>> Begin THE RECORDS

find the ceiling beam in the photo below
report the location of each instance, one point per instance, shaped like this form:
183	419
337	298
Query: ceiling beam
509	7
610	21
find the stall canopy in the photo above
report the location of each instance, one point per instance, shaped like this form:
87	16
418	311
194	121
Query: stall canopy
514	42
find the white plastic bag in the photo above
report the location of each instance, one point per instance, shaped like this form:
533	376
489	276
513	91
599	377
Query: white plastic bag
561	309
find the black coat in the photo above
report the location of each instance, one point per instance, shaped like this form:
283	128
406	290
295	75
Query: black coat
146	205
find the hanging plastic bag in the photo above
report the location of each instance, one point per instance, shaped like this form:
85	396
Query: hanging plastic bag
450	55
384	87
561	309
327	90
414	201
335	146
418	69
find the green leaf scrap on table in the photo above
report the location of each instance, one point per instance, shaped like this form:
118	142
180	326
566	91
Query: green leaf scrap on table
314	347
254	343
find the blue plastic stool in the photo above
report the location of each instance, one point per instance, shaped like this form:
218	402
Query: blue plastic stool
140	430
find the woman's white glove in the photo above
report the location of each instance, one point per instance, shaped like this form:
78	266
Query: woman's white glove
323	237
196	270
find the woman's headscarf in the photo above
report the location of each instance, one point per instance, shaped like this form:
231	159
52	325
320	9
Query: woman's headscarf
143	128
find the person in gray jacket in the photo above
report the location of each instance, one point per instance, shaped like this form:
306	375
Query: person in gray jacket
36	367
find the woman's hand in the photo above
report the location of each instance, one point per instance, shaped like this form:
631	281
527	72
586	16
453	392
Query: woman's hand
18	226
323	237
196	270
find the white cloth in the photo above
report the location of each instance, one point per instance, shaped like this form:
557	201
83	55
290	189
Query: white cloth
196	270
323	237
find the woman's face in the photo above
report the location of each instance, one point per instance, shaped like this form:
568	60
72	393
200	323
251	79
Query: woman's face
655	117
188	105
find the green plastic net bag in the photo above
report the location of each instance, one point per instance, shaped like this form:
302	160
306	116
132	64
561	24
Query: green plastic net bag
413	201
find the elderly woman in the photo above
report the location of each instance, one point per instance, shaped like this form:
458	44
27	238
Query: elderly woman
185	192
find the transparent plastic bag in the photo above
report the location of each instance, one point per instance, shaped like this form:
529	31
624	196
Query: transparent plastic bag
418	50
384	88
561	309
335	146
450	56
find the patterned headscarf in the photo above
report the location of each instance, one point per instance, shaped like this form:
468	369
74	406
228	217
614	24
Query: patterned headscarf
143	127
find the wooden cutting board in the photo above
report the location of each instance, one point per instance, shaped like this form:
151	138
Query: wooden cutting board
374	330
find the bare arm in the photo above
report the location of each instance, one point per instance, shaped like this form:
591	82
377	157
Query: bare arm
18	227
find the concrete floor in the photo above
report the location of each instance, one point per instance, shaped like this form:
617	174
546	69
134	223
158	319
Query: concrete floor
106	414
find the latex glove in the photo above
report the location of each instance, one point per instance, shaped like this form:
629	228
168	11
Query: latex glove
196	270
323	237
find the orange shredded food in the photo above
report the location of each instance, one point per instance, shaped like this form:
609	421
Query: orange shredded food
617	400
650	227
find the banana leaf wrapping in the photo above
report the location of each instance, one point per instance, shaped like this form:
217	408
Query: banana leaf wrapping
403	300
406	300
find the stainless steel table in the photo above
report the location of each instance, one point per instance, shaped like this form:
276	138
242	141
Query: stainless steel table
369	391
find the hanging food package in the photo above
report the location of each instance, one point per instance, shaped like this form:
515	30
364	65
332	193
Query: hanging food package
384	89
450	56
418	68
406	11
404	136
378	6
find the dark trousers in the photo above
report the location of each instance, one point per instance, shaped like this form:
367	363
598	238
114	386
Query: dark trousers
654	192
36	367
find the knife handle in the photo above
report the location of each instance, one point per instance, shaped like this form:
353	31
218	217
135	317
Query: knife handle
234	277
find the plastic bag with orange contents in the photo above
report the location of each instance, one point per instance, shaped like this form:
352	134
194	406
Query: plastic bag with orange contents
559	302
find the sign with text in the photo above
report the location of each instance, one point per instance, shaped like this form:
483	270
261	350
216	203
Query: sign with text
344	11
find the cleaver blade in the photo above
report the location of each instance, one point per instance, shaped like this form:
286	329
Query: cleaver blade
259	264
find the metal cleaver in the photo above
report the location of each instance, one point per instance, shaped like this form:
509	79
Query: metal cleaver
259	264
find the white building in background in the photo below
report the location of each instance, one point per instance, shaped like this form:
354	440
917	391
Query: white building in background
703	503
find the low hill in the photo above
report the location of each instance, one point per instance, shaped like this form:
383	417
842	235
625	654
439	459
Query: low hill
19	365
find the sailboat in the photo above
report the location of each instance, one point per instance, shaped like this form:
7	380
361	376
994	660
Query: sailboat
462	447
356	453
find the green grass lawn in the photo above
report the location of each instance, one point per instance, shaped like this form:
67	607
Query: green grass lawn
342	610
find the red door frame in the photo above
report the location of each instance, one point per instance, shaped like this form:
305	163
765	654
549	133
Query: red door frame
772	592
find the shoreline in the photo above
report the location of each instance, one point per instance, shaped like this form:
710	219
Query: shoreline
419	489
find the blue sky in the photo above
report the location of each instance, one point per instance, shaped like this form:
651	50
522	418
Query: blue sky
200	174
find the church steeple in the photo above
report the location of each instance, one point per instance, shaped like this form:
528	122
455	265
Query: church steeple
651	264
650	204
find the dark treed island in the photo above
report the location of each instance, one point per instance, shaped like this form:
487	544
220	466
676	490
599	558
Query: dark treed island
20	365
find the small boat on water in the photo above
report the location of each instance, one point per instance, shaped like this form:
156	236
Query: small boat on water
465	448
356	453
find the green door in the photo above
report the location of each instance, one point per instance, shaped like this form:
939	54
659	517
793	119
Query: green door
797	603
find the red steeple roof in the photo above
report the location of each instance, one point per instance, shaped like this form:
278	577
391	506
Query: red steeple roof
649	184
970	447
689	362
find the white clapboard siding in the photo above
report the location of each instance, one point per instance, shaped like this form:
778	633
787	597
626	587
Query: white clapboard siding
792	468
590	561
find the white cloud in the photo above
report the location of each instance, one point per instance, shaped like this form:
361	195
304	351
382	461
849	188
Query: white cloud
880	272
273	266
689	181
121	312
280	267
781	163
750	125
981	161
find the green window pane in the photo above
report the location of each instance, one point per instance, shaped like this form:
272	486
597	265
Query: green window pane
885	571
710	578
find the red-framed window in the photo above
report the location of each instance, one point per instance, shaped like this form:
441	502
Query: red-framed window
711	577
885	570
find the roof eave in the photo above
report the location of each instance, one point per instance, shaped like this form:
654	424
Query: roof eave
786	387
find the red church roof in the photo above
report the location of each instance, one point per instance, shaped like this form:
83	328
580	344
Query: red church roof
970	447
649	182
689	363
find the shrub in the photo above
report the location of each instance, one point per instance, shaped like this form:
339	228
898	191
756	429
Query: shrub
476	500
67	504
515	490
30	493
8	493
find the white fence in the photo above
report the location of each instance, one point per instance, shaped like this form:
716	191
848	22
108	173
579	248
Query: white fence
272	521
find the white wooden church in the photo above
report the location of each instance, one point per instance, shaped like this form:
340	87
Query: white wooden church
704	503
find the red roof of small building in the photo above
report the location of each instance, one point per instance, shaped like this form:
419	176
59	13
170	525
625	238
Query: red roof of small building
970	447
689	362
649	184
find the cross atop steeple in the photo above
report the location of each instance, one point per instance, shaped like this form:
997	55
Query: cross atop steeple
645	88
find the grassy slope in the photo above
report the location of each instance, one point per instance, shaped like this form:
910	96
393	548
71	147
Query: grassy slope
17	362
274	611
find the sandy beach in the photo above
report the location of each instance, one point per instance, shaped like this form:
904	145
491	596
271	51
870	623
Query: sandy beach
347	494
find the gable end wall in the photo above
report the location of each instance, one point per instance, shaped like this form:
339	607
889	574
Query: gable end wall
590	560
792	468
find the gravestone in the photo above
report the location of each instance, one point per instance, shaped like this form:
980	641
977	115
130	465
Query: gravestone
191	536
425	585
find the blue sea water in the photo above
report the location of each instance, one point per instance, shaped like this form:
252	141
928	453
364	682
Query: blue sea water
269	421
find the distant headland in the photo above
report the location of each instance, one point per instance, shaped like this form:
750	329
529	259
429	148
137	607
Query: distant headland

>> End THE RECORDS

THE REQUEST - Repeat exactly, and only, the lines from the line containing "find the sandy beach in the photo above" through the last line of the records above, both included.

CORRECT RESULT -
find the sandy beach in the photo above
report the location of each instance, one point per instance, shaped like this form:
904	145
491	596
271	51
870	623
Query: sandy beach
347	494
find the gable end wall in the photo above
report the location of each instance, one point per instance, shaped like this form:
339	607
889	574
Query: gable end wall
590	560
792	468
find the gravestone in the photo above
report the location of each instance, one point per instance, shaped like this form:
980	641
977	115
130	465
Query: gravestone
191	536
425	585
find the blue sea water in the photo above
report the location of each instance, one point per instance, shaped like this form:
252	141
928	453
364	682
Query: blue sea water
269	421
find the distant headland in the photo above
report the location of each instance, one point per instance, shaped like this form:
750	329
529	259
429	148
137	607
Query: distant headland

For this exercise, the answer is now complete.